Document text:

Beyond birthday cards: Celebrating Michael O’Connor


Credit: Courtesy of Brian Jones

The principals of Wayland Public Schools came together to make a district-wide birthday card for teacher Mike O’Connor. O’Connor was diagnosed with cancer in 2017 and has been on medical leave ever since. Principal Brian Jones, other staff, students and their families have described O’Connor to truly change the lives of everyone he met. “Certain teachers name’s continually come up, and no surprise, Mr. O’Connor is one of those teachers,” fifth grade teacher Jennifer Sole-Robertson said. “Year after year, I hear parents and students say that third grade was the year that they ‘became a student,’ started enjoying school or started understanding math when they had not previously.”

Beloved third-grade teacher Michael O’Connor was diagnosed with brain cancer in 2017. Recently, teachers at the Loker Elementary School organized a district-wide surprise in honor of his 55th birthday, collecting birthday cards from students across the Wayland schools. Along with his great academic and social impact on his students, his courage and persistence through his challenging battle with cancer have inspired many.

Activities:
1 - In the article about Michael O'Connor, teachers at which school organized the surprise for his 55th birthday?
2 - Pick up the article about Michael O'Connor after its last sentence and keep writing.

[Records taken from a dataset]
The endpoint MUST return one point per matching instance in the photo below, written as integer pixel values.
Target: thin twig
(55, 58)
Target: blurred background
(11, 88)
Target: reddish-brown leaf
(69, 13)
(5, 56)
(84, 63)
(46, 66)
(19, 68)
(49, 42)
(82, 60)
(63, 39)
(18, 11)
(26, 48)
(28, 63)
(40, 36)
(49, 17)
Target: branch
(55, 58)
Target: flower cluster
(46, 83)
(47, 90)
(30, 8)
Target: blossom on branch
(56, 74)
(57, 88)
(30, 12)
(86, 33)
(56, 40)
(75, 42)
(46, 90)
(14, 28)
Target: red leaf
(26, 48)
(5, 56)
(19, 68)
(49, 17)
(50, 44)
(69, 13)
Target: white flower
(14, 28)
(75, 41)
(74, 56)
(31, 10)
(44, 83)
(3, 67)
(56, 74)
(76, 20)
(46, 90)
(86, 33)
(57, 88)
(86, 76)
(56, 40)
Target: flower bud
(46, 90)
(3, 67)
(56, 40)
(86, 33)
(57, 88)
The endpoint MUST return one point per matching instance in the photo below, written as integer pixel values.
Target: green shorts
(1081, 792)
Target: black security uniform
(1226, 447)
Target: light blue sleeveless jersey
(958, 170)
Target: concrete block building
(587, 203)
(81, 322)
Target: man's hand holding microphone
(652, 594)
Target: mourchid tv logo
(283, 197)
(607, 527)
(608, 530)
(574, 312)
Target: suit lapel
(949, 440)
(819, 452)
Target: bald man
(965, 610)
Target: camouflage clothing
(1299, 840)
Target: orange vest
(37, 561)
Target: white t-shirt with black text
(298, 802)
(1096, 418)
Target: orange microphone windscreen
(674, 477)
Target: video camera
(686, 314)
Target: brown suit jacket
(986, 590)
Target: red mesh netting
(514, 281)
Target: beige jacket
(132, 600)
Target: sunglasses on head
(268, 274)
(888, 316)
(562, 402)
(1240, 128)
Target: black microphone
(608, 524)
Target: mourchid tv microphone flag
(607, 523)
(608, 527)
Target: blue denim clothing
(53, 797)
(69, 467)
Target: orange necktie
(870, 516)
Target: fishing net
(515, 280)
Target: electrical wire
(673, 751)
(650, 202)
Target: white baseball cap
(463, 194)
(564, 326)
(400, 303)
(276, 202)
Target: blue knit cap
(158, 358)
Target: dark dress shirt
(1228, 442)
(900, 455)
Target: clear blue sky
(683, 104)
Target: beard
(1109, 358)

Responses to the tasks:
1 - The Loker Elementary School.

2 -
Loker School Principal Brian Jones and staff wanted to show support for O’Connor and his family. His birthday provided the perfect opportunity.

“Mr. O’Donnell [a Loker School teacher] and I were talking and he had this idea of trying to get lots of people to sign this special birthday card,” Jones said. “It was Mr. O’Connor’s 55th birthday, so we thought it would be really fun.”

Jones put the idea into action, reaching out to the other four principals in the district. Jones delivered the birthday card to each school for one day, and teachers from each school along with Loker students could sign it and leave notes. The middle school and high school administrators wanted to get students involved as well, so students were encouraged to make individual birthday cards to deliver to O’Connor.

“What inspired [the birthday card collection] is that Mr. O’Connor is an amazing teacher and means so much to so many people that we want to give back to him,” Jones said.

About a year and a half ago, a GoFundMe page was made to support him and his family, raising over $100,000. The thoughts and sentiments were always greatly appreciated.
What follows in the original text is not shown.